(WHAT THE EXERCISE ASKS) Take the data below and copy exactly the lines starting at the one with "Note: identify the perched" and finishing at the one with "like (226, 40).", both included.

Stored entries
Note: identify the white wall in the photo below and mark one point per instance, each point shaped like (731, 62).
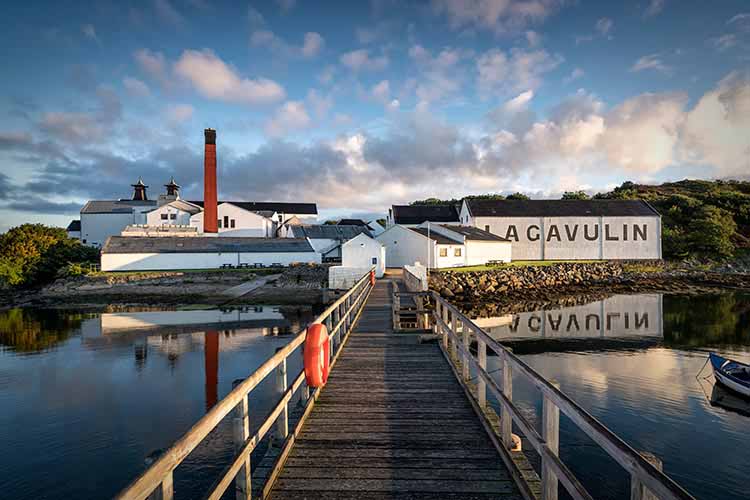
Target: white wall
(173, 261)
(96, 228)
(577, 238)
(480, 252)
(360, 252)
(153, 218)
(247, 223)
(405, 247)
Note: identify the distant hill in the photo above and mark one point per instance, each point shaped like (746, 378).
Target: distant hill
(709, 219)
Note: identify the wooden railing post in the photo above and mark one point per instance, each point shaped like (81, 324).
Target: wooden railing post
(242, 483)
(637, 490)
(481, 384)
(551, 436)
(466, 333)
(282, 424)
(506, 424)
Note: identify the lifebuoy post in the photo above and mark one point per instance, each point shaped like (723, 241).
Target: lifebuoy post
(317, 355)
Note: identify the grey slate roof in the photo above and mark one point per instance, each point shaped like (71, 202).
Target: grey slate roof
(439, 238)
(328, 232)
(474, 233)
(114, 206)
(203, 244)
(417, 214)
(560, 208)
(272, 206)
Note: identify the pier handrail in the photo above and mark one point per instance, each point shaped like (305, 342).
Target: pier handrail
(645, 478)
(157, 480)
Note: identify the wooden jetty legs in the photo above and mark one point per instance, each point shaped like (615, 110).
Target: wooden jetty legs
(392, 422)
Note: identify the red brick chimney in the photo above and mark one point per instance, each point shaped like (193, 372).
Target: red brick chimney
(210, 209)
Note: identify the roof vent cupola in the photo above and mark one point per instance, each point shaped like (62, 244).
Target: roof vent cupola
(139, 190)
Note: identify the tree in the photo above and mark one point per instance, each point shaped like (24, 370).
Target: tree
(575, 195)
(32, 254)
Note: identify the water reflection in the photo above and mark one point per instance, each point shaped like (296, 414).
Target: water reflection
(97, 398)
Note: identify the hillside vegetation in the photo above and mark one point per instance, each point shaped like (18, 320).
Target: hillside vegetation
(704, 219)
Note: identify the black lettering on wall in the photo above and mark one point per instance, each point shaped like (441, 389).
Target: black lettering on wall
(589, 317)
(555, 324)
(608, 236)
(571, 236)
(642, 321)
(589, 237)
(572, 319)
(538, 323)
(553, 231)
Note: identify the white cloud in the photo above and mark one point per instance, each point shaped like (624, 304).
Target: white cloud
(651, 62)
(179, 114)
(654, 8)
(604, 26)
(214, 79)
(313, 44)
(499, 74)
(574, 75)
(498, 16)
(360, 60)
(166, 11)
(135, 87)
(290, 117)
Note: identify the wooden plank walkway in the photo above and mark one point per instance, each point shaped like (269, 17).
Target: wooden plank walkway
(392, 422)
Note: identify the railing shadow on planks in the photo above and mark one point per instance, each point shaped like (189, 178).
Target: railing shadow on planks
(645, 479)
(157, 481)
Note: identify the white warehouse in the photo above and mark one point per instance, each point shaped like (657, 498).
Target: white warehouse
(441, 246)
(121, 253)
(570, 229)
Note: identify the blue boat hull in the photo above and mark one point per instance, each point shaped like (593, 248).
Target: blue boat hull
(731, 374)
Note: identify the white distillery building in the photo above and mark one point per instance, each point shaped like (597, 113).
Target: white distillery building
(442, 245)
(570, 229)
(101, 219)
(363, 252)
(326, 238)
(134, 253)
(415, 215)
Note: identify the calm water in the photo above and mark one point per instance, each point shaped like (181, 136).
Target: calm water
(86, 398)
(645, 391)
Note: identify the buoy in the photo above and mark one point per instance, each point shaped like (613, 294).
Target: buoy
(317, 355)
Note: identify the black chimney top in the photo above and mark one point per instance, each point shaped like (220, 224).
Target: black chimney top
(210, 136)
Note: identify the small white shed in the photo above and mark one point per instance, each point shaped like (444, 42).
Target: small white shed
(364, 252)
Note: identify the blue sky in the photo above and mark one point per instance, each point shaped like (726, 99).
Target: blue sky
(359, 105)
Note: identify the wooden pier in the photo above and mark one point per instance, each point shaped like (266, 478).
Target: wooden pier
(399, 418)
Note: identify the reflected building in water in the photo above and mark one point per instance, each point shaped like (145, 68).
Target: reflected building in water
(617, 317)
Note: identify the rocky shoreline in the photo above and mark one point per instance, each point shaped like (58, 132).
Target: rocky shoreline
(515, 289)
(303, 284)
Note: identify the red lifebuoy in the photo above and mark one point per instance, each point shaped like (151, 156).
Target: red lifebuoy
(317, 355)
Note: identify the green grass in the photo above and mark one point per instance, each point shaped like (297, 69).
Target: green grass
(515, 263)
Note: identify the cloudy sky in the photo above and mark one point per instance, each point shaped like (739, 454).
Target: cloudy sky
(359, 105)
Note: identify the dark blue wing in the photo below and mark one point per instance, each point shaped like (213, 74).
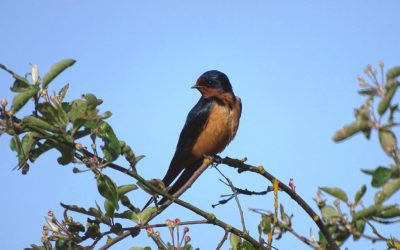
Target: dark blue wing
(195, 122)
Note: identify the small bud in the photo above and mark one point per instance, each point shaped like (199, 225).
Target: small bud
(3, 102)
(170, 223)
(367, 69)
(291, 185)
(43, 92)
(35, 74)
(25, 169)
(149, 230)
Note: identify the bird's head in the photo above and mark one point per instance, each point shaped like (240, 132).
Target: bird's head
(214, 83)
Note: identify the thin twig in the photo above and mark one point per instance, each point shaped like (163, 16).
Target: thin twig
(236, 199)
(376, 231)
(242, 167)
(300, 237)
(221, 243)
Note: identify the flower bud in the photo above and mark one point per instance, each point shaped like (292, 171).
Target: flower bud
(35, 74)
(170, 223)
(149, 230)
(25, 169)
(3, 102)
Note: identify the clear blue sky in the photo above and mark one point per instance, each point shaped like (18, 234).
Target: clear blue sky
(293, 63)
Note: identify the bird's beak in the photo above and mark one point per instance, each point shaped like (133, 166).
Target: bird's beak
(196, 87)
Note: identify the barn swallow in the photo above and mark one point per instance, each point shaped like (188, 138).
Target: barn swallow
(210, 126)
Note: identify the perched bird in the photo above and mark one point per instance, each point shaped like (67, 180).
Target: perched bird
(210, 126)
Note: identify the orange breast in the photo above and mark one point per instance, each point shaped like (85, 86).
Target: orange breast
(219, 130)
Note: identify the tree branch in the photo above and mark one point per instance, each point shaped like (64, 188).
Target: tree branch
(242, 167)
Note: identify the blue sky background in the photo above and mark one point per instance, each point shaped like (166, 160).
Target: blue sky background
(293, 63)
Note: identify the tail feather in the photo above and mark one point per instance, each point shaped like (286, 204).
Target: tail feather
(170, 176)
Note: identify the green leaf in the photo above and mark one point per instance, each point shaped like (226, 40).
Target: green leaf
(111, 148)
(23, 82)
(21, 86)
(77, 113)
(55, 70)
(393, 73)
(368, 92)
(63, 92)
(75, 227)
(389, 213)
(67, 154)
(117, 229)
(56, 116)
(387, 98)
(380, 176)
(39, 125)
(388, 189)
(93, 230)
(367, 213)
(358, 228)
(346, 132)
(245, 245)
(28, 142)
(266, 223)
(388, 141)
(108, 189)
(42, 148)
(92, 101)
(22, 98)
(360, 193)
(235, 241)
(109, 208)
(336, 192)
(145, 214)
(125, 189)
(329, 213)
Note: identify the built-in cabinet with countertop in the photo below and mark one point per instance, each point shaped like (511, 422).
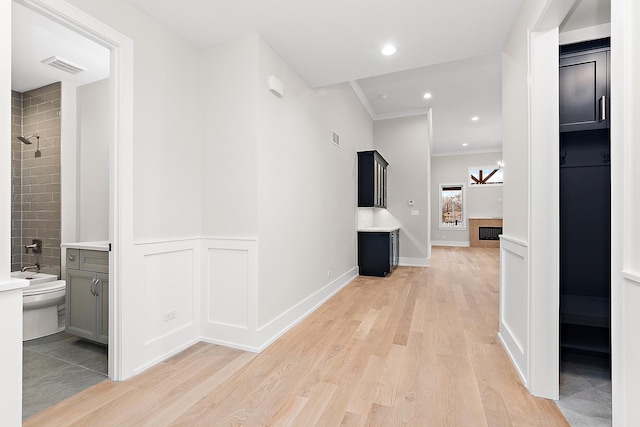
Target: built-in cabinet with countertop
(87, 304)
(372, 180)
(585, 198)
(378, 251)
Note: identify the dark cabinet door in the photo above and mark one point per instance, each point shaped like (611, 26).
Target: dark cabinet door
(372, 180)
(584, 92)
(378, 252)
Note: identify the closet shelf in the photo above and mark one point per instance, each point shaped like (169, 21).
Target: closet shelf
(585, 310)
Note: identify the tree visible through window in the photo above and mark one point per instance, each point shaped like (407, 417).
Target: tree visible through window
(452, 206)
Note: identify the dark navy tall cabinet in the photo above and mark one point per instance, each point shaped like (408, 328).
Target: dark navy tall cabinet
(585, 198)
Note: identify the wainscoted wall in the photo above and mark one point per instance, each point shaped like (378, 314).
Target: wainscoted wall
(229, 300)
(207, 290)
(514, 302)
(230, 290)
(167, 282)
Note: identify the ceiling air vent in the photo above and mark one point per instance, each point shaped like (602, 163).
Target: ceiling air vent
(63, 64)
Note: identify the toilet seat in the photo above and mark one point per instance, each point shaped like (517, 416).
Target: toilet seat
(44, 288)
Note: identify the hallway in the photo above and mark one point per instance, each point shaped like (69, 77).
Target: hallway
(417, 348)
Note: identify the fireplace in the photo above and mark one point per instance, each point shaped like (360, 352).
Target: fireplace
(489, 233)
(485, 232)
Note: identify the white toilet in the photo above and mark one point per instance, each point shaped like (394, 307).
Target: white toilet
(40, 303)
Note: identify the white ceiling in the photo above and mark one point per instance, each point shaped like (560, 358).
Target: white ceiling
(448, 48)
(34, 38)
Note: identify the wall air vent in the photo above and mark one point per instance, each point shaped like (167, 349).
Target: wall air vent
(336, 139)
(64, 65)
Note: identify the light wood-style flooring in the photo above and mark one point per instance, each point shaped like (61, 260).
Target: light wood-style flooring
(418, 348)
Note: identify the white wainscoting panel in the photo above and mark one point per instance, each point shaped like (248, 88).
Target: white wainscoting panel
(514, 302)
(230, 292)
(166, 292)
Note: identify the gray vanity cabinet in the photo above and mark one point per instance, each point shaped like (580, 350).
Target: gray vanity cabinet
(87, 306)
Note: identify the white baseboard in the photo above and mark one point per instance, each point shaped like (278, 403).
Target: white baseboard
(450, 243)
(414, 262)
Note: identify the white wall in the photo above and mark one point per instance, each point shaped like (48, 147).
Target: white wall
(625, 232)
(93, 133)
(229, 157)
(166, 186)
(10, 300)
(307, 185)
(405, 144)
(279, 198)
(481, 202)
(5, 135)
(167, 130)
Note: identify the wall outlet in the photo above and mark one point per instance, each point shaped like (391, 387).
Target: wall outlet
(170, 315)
...
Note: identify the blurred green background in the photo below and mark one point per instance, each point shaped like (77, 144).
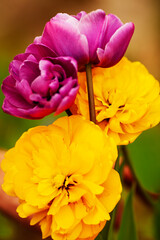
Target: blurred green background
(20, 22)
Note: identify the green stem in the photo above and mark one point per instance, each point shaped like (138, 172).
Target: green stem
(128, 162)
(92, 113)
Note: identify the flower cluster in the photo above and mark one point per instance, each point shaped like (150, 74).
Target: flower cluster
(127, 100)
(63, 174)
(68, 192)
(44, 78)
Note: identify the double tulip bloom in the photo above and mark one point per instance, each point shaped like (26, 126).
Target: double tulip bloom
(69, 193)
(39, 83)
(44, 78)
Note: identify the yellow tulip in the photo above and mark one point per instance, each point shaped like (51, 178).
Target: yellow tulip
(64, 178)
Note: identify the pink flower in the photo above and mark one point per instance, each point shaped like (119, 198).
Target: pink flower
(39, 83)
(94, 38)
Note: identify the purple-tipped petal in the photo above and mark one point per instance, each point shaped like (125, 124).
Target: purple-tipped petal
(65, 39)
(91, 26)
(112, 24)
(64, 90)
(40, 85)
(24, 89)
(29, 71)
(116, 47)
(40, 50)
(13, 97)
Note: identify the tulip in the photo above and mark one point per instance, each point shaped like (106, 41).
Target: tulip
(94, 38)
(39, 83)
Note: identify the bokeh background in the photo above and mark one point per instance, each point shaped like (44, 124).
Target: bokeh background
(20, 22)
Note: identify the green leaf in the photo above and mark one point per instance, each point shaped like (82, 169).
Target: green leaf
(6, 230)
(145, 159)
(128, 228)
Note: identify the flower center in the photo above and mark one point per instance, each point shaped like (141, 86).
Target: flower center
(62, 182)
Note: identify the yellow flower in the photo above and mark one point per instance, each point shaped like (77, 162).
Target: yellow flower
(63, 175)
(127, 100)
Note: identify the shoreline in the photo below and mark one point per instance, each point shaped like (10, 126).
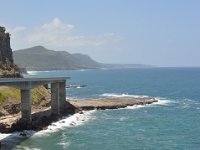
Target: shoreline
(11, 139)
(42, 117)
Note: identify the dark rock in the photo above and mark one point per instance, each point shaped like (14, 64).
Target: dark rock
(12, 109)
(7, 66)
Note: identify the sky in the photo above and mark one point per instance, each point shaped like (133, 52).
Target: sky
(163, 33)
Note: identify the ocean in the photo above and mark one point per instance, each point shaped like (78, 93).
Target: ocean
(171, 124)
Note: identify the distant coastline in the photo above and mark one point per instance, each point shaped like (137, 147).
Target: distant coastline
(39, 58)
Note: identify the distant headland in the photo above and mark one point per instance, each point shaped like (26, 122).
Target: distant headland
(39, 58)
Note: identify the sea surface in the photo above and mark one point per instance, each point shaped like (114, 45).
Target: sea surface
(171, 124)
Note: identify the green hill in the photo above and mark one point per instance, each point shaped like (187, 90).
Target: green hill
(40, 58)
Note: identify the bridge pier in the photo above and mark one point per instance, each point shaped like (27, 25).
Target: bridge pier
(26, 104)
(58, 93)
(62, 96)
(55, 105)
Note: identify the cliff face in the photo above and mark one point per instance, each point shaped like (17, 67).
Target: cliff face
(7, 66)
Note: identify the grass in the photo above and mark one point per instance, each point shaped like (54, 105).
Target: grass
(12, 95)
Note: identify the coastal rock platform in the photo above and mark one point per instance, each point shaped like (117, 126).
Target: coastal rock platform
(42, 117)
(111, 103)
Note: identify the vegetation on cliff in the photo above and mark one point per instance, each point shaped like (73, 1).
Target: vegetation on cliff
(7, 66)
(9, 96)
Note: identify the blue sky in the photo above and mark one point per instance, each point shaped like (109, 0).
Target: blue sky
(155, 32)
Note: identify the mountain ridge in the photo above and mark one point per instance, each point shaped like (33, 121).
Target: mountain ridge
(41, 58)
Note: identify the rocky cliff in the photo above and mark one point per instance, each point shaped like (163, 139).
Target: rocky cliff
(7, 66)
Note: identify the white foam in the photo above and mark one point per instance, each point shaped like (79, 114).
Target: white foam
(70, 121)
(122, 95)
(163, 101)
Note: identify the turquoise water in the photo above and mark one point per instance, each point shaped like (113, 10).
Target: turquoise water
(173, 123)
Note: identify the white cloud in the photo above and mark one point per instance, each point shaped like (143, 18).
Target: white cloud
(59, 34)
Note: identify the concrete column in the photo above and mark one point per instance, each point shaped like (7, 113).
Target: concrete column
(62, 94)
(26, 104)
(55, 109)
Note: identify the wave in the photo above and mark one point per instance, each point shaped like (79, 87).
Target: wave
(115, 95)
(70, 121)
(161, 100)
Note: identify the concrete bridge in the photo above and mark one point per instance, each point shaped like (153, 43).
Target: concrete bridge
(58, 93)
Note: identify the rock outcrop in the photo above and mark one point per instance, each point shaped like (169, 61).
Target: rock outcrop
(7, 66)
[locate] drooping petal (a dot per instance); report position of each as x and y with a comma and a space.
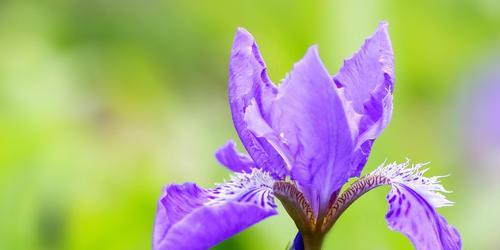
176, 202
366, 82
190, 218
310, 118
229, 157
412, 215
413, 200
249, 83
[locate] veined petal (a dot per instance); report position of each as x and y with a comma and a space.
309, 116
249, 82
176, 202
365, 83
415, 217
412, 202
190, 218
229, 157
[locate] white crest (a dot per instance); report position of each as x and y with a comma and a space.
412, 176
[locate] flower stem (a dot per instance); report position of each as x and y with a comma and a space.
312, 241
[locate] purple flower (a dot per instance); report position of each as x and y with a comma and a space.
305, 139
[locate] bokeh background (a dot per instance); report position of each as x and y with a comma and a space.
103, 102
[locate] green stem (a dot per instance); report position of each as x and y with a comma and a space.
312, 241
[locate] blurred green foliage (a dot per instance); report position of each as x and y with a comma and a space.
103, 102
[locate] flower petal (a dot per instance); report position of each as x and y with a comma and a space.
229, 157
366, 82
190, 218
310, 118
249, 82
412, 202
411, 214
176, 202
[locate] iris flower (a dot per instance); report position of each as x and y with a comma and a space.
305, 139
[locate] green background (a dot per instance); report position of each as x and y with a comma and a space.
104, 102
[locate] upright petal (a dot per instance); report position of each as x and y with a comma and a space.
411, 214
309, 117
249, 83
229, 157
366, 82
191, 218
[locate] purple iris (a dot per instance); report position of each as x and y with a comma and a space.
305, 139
---
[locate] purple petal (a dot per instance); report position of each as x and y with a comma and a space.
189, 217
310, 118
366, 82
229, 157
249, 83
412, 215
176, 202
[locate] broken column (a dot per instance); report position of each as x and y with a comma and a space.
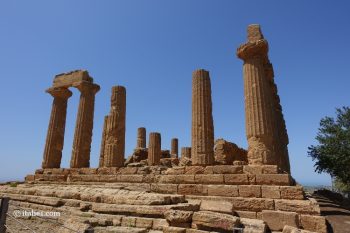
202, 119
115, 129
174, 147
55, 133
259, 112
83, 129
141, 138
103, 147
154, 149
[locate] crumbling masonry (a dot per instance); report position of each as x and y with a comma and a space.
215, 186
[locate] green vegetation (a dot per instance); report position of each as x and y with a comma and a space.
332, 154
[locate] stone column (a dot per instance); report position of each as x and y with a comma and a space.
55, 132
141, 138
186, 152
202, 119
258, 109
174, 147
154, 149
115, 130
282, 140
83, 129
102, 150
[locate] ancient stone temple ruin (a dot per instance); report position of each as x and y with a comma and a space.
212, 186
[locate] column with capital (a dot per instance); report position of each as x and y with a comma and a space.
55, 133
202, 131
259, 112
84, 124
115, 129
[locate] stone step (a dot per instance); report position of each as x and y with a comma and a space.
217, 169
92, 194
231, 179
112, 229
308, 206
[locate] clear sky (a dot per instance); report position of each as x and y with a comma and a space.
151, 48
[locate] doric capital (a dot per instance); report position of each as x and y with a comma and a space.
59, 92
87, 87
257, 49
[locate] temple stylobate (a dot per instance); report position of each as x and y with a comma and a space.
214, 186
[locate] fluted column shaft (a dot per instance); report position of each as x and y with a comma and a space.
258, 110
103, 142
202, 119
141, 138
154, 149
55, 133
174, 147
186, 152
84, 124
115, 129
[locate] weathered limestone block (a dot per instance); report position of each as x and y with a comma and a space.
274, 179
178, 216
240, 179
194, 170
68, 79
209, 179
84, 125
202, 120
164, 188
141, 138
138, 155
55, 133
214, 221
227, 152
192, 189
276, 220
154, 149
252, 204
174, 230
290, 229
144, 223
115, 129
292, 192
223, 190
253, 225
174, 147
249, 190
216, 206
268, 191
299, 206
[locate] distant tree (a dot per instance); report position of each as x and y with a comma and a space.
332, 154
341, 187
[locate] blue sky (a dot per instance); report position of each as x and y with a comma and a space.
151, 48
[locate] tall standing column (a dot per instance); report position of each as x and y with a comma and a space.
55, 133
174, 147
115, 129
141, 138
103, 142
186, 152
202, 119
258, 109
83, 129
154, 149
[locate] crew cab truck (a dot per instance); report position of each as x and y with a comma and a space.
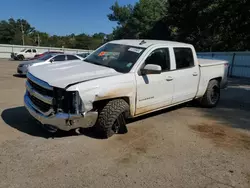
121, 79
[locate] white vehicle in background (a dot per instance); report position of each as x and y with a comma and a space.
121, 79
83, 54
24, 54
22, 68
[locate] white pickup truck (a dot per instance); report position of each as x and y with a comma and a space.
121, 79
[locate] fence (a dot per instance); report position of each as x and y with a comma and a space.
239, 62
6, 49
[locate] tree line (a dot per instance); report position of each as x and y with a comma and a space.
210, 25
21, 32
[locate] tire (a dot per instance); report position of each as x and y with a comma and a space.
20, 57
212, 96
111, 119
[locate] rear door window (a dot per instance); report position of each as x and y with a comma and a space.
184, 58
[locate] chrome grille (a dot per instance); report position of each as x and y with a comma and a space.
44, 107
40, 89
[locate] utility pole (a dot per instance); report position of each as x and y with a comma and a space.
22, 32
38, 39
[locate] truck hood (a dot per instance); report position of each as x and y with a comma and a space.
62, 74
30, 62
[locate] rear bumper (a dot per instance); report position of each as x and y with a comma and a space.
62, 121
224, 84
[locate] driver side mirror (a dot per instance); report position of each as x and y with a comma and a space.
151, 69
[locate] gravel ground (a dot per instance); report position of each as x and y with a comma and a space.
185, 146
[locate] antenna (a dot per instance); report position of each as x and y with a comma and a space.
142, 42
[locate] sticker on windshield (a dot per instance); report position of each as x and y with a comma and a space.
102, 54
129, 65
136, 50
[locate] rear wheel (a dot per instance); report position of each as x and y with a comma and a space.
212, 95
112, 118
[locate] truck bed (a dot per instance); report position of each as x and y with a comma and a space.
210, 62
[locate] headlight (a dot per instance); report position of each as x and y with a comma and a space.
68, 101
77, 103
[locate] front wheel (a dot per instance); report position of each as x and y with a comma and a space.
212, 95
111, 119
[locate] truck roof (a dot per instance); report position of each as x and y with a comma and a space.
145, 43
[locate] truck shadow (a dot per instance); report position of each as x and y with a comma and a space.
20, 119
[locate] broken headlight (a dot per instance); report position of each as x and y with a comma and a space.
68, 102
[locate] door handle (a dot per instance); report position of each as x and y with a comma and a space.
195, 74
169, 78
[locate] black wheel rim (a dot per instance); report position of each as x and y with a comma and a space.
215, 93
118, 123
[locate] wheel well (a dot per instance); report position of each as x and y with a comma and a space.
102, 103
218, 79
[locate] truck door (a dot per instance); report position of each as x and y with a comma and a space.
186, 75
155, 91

(REPLY)
Note: identify the perched bird in the photo above and mark one point per instance, each point shaped like (67, 180).
Target: perched bird
(210, 126)
Note: identify the orange breast in the photo above and mark one point per instance, each point shaped like (85, 86).
Target: orange breast
(219, 130)
Note: identify the tree branch in the photo above and mark one point per instance, each point shaped like (64, 188).
Target: tree branch
(242, 167)
Note: identify the blue sky background in the photo above and mark one point per instance, each point shaped like (166, 160).
Target: blue sky background
(293, 63)
Note: identify the tail feather in the photo above and mark one point per instance, each point shaped like (286, 204).
Target: tail feather
(170, 176)
Note: identify the green leaf in the photo above and mark one point per instance, each point shaped like (226, 40).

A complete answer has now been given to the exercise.